* _Complete the following_:
1: In the Björk profile, what was the name of the all-girl punk band formed at age 14?
2: For each statement, say whether it agrees with the Björk profile, answering yes or no and quoting the deciding words: (a) The Sugarcubes disbanded in 1992. (b) Debut came out in 1995. (c) Homogenic has a conceptual focus on Iceland.

* _Provided text_:
____________________
Wednesday, January 30, 2013


Sound Familiar?
“Human Behaviour,” “It’s Oh So Quiet,” “All Is Full of Love”

Who Is She?
An Icelandic pixie with a musical style as eclectic as her fashion choices.

Björk’s musical career began at the tender age of 11 in her hometown of Reykjavík, Iceland. One of her piano instructors sent a recording of Björk singing Tina Charles’ “I Love to Love” to the only radio station in Iceland. Once a label rep from Fálkinn Records heard it, he immediately offered our Icelandic darling a record contract and her first* album, Björk, dropped in 1977 (*this album is considered juvenilia, or musical work produced during the artist’s youth, which doesn’t usually see the light of day until after the artist has become well known for later works).

Instead of riding the child prodigy train all the way to the bank, Björk did what most teenagers tend to do: she got angsty and started a punk band. At 14, she formed the all-girl punk band Spit and Snot, then later formed the jazz fusion group Exodus (she was eclectic even as a youngster). Björk graduated music school in 1980 and formed yet another band the following year called Tappi Tíkarrass (which literally means “Cork the Bitch’s Ass” in Icelandic).

In 1986, Björk formed the Icelandic alternative band The Sugarcubes. The band received both critical and popular international acclaim until its disbandment in 1992.

Once The Sugarcubes broke up, Björk moved to London to start a solo career. Her first solo single, “Human Behaviour,” was an international dance hit. Debut, her first (aptly-titled) solo album, was released in 1993 to positive reviews.

Post, released two years later, built on Debut’s dance-pop aesthetic, adding big band and trip-hop sounds. Spin, Rolling Stone and Pitchfork regard the album as one of the best of the ‘90s (and so do I).

In 1997, Björk shifted her image from sweet pixie pop girl to icy abstract queen with Homogenic (this blogger’s favorite Björk album). The album has a conceptual focus on Iceland. Björk reportedly wanted it to sound like “rough volcanoes with soft moss growing all over it.” And you know what? That’s kind of what it sounds like.

(Fun fact: In an interview with Spin, Radiohead’s Thom Yorke professed his undying love for the song “Unravel” from Homogenic. He loved it so much that he made Radiohead do a cover of it.)
____________________
Saved data entries:
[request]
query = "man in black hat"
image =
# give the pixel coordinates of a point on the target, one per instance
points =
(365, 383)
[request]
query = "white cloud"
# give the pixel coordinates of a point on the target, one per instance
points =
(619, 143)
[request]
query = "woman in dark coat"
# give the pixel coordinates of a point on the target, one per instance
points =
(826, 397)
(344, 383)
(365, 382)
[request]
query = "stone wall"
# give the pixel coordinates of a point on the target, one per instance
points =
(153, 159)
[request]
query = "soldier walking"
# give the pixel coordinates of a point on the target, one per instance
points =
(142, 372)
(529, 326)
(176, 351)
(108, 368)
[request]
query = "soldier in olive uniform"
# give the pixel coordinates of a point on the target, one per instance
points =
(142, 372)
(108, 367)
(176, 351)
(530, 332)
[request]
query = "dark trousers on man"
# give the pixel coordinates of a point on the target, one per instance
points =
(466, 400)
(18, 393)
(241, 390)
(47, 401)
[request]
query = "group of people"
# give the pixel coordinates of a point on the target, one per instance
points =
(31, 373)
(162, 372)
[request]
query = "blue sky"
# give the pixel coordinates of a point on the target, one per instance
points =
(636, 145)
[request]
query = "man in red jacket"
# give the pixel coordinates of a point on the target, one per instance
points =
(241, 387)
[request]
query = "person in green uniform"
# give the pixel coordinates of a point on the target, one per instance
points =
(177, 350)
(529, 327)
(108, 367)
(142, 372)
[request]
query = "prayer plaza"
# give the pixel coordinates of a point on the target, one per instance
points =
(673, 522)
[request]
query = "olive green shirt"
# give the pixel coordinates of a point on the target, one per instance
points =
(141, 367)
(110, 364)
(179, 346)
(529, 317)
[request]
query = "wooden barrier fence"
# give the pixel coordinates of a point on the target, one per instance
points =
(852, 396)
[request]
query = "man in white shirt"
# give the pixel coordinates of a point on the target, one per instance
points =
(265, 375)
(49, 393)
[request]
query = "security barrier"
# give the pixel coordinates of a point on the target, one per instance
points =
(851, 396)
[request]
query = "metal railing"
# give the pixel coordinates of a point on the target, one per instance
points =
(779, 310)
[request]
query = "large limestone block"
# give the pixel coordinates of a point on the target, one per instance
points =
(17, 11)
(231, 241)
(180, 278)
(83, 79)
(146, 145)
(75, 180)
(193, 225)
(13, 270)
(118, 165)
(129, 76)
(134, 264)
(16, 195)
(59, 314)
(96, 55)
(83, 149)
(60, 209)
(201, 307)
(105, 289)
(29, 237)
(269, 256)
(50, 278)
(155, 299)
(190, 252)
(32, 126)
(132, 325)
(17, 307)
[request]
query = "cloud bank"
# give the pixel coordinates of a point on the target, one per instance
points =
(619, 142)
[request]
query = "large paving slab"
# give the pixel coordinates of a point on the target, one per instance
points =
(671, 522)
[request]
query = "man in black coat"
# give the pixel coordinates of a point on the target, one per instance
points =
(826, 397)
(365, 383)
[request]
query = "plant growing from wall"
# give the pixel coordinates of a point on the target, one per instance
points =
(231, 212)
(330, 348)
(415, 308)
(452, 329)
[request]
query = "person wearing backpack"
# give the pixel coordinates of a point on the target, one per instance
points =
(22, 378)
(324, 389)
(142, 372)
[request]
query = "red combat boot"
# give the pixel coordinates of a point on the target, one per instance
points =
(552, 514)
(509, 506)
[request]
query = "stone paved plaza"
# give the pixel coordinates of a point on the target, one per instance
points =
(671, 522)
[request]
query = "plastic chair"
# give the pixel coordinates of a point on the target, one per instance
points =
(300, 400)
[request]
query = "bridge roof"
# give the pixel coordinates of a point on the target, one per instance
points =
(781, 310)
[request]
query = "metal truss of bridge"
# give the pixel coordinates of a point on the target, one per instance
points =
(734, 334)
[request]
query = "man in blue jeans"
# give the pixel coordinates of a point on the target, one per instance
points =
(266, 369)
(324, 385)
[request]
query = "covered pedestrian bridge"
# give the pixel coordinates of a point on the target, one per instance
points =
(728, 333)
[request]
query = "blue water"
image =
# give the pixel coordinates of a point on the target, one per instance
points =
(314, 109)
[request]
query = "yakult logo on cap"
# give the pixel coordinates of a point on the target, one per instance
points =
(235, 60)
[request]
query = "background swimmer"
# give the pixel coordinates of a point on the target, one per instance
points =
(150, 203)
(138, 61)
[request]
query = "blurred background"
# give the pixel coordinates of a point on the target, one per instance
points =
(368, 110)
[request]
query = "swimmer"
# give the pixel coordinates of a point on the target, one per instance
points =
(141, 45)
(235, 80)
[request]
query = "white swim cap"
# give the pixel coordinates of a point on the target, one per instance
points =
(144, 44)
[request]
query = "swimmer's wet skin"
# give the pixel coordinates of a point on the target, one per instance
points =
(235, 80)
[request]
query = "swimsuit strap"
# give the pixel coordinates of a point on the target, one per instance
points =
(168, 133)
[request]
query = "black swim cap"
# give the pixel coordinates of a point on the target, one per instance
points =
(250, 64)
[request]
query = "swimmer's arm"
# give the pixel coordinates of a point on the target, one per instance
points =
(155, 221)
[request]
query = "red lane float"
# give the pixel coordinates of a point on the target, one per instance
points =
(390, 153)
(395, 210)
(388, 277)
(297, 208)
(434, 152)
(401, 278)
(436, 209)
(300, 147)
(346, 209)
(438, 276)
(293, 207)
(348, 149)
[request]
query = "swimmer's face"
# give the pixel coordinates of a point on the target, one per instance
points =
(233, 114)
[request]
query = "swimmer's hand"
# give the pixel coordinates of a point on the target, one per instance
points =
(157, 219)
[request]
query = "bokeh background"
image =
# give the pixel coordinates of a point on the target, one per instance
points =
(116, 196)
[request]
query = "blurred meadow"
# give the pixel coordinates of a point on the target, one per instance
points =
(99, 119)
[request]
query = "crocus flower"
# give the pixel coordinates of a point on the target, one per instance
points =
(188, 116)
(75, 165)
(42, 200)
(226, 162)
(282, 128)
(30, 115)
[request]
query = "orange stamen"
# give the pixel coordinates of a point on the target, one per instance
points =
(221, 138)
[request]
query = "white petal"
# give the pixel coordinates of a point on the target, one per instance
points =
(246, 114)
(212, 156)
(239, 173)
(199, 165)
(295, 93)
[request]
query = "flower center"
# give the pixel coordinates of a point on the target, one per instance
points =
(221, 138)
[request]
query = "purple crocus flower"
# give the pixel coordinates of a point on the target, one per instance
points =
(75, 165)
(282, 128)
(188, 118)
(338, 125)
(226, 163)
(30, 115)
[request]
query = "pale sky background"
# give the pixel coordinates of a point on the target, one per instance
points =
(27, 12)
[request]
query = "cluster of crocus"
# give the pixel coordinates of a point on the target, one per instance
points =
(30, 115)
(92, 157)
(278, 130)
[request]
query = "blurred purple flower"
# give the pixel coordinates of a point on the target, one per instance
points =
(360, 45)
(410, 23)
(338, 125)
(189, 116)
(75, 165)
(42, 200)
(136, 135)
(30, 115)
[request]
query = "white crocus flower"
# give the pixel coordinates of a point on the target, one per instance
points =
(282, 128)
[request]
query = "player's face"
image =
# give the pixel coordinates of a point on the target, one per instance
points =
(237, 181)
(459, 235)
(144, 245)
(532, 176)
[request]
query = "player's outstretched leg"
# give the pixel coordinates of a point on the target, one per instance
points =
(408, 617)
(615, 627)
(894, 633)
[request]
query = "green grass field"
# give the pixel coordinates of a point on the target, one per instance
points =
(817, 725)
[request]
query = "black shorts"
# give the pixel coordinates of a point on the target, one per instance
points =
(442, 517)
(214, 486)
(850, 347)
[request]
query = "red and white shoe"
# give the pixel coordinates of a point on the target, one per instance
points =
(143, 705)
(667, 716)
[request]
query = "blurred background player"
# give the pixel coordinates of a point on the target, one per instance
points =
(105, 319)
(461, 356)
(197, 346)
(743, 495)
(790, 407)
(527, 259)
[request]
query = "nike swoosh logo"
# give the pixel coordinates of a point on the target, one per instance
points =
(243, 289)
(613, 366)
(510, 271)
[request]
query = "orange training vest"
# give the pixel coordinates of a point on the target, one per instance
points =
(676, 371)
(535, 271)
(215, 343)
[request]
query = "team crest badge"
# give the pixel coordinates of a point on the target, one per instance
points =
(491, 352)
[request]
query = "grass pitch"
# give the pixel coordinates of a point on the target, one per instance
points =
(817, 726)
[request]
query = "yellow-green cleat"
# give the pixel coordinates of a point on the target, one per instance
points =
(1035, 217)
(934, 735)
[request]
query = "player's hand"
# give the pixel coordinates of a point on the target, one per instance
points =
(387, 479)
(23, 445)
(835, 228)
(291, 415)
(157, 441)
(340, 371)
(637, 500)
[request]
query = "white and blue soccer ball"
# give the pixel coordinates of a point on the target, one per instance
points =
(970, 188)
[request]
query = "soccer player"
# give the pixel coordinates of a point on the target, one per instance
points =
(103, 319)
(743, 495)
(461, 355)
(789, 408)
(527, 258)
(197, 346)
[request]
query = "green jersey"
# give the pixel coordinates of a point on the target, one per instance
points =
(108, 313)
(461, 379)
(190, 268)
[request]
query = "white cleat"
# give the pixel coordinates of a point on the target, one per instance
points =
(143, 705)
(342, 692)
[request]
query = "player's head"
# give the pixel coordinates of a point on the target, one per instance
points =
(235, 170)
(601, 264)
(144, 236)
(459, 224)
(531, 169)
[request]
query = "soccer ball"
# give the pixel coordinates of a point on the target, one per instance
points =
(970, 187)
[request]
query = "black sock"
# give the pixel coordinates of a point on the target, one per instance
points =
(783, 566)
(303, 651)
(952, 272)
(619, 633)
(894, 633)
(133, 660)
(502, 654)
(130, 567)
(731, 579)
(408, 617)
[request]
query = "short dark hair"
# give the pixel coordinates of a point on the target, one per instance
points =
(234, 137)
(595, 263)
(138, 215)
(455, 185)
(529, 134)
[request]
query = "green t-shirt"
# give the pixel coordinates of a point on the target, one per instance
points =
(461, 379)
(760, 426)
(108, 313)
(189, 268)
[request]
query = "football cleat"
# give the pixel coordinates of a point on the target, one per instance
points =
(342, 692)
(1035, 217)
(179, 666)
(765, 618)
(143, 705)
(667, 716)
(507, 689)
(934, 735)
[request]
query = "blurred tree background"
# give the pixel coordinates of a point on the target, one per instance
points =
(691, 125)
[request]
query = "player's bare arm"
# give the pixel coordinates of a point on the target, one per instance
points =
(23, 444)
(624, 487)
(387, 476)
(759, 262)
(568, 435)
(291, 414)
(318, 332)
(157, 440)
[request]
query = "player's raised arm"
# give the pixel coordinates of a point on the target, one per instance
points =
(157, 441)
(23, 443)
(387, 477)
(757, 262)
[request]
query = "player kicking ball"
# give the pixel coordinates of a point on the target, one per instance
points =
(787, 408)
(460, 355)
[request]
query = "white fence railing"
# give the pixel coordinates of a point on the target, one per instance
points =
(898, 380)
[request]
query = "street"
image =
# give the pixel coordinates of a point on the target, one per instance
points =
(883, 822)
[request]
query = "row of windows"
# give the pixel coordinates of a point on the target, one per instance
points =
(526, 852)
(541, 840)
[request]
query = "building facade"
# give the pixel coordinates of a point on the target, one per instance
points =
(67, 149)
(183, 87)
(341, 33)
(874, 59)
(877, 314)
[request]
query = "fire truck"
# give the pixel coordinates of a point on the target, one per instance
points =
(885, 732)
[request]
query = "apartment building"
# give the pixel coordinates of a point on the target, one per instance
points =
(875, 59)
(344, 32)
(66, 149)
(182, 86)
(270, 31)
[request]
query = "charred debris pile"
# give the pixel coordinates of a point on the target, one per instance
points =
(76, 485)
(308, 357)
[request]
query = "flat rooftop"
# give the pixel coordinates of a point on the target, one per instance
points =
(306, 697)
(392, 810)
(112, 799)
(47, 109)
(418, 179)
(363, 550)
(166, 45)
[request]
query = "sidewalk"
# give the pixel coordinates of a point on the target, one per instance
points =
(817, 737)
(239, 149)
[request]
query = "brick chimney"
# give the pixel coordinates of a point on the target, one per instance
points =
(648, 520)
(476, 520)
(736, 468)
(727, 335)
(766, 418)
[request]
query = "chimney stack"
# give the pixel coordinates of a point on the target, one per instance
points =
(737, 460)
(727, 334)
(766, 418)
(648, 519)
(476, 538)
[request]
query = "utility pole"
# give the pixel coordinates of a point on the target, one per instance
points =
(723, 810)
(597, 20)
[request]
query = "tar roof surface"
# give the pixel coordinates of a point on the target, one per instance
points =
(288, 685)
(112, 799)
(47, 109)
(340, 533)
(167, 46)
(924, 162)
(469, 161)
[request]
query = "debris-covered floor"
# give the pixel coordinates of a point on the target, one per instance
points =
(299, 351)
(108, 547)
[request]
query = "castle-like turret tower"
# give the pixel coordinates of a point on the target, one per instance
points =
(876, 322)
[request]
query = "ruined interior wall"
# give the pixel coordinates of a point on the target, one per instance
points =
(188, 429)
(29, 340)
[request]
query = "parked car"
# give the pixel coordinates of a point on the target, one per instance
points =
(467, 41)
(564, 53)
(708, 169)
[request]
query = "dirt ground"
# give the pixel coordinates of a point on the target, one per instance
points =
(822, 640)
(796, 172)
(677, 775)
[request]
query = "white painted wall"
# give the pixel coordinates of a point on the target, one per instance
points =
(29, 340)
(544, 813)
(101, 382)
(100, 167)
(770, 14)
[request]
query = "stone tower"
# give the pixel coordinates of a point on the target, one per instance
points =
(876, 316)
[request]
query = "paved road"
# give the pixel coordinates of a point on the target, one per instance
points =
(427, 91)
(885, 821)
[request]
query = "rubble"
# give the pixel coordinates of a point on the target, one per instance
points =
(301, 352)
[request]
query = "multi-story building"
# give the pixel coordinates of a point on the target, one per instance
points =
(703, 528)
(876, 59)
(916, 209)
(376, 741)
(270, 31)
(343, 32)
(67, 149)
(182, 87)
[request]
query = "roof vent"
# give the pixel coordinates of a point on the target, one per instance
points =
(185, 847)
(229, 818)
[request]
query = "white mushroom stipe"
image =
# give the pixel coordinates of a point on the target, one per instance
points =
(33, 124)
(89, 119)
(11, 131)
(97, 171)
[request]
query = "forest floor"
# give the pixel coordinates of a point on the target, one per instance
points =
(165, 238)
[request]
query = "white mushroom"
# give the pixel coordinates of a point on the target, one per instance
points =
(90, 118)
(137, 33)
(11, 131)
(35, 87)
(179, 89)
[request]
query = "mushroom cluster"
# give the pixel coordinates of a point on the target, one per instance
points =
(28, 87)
____________________
* _The results_:
1: Spit and Snot.

2:
(a) Yes: "The band received both critical and popular international acclaim until its disbandment in 1992."
(b) No: "Debut, her first (aptly-titled) solo album, was released in 1993 to positive reviews."
(c) Yes: "The album has a conceptual focus on Iceland."